_Exercise aim_
Using the passage on the Blight in Interstellar, explain why corn is the crop humanity still relies on.

*** Opening of Selected passage ***

This was addressed in the film's script (and novel). Over time, the Blight adapts to a species, then begins to destroy it. Luckily for humanity, the crop that seems hardiest is corn. In the years since Coop flew away, the Blight has begun attacking corn, taking about a third of the Tom's crop around twenty years later.
Then the stalks came apart like paper, the updraft shredding some into rising shards, others slumping and crumbling into glowing piles; then that illusion faded, too. Soon there would be no corn, no field. Only carbon and dust, inseparable in their lifelessness.
“We lost about a third this season,” Tom said. “But next year… I’m gonna start working Nelson’s fields. Should make it up.”
Murph wanted to shake him, to make him understand that it would never be “made up.” But what was the point?
“What happened to Nelson?” she asked.
The expression on his face suggested she probably didn’t want to know, so she didn’t press it.
Interstellar - Official novelisation
The implication seems to be that they're barely staying ahead of the Blight by reducing the world's population, by switching to a high-intensity agrarian economy, by breeding hardier and hardier strains (with the help of the sort of genetic engineering and selective breeding we see at NASA HQ) and yet they're still well on track to lose 100% of their crops, and by extension all plant life in less than fifty years.
For the record, he didn't say that the Blight would destroy the corn within a year, just at some undefined point in the medium future
“Blight,” the professor said. “Wheat seven years ago, okra this year. **Now there’s just corn.” **
Something about that stung a little. He was, after all, a farmer.

*** Close of Selected passage ***
*** Opening of Data section ***

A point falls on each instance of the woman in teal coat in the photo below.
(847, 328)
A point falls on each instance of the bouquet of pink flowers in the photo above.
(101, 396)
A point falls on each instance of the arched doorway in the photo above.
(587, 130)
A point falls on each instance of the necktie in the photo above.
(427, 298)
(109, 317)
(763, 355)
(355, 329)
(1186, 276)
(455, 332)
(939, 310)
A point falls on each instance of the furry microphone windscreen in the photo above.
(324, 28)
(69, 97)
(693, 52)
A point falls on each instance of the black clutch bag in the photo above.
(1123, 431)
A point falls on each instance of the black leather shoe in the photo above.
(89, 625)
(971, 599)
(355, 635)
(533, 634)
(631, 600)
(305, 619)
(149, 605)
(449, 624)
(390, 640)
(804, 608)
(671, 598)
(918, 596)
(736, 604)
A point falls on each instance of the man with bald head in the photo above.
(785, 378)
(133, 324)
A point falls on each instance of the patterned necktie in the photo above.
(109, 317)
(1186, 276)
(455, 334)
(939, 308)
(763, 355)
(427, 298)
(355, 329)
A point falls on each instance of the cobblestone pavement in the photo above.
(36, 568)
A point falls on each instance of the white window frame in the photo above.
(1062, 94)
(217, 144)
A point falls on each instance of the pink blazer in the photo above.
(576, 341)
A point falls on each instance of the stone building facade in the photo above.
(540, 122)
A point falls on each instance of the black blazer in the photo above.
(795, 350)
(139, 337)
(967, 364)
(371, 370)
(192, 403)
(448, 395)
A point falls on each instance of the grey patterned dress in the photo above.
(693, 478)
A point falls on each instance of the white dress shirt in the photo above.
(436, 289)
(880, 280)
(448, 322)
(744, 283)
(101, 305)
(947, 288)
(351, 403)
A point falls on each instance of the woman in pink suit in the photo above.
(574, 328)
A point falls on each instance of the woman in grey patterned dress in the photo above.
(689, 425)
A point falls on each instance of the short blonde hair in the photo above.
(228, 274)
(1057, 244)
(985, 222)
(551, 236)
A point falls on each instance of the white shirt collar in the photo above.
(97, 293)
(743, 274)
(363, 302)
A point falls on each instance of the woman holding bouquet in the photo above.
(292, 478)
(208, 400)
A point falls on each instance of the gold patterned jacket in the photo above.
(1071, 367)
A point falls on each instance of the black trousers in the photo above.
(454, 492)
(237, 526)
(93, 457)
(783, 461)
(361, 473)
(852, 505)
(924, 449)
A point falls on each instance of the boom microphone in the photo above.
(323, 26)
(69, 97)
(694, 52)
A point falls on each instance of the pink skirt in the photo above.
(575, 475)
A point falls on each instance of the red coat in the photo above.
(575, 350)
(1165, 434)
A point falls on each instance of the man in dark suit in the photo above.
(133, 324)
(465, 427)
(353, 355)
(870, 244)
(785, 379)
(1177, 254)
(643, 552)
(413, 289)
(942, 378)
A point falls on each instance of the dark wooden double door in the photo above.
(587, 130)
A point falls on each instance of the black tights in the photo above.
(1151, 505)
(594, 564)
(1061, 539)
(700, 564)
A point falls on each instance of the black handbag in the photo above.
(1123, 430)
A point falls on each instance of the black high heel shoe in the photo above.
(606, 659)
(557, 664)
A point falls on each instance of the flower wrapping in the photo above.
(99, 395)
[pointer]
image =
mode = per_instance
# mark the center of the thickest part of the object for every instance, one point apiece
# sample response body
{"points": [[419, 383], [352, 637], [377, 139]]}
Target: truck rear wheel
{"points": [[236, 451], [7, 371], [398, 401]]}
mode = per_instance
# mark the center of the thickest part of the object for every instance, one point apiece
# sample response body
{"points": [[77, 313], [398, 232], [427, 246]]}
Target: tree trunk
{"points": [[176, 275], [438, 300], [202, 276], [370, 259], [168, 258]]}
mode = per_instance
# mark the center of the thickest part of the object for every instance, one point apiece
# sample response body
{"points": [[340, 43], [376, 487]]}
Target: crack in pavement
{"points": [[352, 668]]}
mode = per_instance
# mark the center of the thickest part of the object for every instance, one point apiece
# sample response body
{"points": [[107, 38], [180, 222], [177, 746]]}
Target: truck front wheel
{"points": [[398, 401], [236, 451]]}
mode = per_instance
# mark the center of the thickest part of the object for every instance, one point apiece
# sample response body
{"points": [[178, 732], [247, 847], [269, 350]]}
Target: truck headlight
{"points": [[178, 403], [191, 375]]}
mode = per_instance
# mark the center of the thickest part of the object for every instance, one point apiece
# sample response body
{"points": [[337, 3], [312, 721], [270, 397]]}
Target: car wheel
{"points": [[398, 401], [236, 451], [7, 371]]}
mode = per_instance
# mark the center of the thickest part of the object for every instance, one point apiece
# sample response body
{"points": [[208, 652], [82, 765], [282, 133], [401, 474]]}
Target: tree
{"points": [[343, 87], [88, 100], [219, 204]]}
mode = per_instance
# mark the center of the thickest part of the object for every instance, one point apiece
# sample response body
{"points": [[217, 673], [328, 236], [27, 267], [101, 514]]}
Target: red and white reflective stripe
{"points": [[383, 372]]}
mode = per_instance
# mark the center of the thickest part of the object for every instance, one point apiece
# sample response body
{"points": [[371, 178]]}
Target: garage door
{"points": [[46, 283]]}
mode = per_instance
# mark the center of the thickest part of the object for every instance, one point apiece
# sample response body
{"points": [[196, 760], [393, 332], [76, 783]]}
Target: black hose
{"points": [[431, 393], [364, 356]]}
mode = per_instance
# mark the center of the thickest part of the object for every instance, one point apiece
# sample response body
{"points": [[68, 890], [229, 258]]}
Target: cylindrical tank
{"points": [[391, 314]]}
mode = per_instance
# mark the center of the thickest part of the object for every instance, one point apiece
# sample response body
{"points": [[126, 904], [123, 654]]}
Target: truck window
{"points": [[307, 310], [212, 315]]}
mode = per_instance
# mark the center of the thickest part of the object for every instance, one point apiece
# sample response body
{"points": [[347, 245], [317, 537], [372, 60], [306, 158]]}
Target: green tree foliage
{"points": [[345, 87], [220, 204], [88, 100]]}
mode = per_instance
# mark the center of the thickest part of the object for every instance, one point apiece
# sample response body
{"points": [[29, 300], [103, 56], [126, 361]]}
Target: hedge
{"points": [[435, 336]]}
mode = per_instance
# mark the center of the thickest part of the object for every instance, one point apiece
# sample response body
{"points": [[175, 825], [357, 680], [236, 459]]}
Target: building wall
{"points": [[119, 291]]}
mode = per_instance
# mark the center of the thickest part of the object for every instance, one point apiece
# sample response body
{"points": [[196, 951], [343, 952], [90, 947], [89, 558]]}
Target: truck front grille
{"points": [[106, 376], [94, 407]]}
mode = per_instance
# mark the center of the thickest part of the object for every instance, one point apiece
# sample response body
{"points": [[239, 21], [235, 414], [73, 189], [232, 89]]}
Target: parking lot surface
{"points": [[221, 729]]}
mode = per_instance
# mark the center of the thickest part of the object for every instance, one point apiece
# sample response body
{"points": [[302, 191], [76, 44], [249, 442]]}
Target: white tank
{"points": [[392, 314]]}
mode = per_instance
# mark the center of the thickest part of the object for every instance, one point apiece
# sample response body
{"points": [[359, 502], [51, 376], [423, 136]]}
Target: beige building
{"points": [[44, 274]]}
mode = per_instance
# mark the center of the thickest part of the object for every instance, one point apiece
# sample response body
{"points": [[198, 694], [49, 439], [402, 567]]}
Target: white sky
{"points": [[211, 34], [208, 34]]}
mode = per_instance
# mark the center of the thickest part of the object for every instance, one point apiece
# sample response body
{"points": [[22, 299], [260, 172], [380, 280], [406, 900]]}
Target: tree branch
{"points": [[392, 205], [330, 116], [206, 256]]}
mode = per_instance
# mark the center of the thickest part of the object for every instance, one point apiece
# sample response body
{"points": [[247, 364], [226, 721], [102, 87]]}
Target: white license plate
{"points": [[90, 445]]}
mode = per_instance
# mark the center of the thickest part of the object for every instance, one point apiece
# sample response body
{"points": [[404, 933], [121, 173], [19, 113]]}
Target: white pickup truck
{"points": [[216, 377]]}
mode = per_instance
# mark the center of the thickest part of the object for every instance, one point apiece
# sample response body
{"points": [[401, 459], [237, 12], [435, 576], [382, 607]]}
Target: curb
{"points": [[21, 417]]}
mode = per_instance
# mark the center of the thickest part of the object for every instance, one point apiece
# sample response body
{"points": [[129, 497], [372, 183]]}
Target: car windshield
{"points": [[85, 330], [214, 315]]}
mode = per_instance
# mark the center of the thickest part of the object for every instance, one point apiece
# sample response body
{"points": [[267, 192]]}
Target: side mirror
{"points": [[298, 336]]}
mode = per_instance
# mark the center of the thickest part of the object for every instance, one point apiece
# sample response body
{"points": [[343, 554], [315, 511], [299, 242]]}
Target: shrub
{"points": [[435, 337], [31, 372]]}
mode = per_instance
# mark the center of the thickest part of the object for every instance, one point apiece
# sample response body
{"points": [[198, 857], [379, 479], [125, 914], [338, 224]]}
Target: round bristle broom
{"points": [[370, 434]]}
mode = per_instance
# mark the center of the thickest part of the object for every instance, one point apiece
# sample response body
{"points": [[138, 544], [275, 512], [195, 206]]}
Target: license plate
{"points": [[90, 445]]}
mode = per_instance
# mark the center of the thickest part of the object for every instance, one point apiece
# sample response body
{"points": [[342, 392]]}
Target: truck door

*** Close of Data section ***

_Task answer_
Over time the Blight adapts to a species and then begins to destroy it, and corn is the crop that seems hardiest. The Blight has since begun attacking corn as well, taking about a third of Tom's crop around twenty years after Coop left.